COSA SERVE: Estrai dalle voci riportate sotto ogni riga che contiene la parola "ground". Le maiuscole e le minuscole contano.

I DATI:

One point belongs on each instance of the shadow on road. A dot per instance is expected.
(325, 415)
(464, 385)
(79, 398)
---
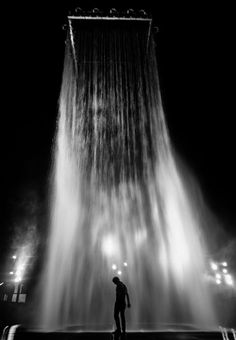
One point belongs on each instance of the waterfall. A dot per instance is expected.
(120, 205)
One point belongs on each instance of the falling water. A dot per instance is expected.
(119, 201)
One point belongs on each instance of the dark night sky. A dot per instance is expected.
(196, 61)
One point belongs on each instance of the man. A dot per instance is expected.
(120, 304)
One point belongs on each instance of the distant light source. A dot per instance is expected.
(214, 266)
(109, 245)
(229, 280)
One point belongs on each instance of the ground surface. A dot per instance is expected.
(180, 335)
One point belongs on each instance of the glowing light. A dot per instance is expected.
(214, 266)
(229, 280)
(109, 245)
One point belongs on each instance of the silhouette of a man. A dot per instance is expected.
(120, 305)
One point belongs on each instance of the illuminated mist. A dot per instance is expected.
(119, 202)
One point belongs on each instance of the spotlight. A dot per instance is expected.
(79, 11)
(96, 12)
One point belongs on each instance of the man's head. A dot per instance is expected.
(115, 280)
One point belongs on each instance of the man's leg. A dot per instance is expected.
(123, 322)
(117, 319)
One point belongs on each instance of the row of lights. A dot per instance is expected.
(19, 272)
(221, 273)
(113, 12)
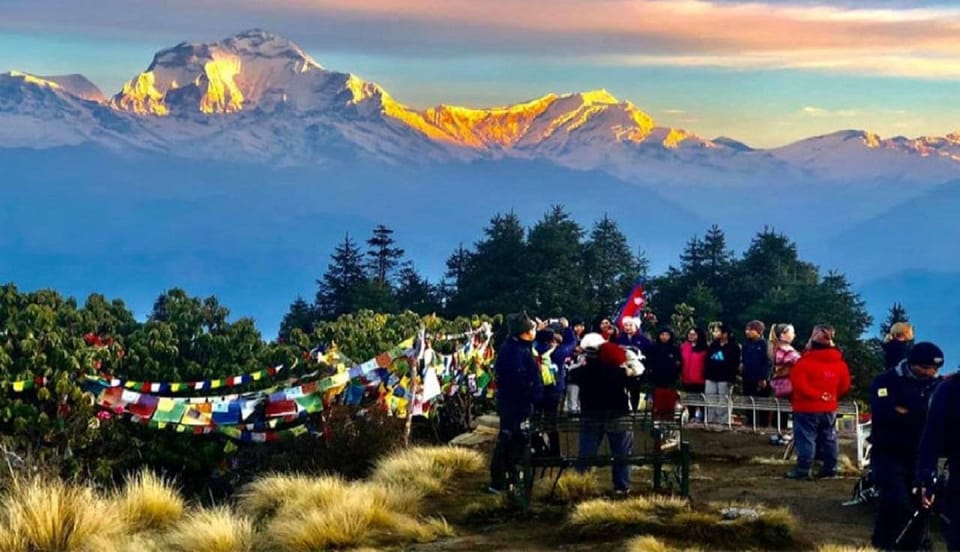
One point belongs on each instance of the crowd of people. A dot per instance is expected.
* * *
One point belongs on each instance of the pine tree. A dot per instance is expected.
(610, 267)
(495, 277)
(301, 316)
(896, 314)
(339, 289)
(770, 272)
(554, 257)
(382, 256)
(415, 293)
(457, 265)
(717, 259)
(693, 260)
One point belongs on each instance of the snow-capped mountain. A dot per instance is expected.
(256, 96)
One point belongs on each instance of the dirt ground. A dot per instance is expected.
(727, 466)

RISULTATO QUI SOTTO:
One point belongs on each instance of the ground surface. A dot per instance is expected.
One point belongs on each instance of the dirt ground. A dot per instance is expected.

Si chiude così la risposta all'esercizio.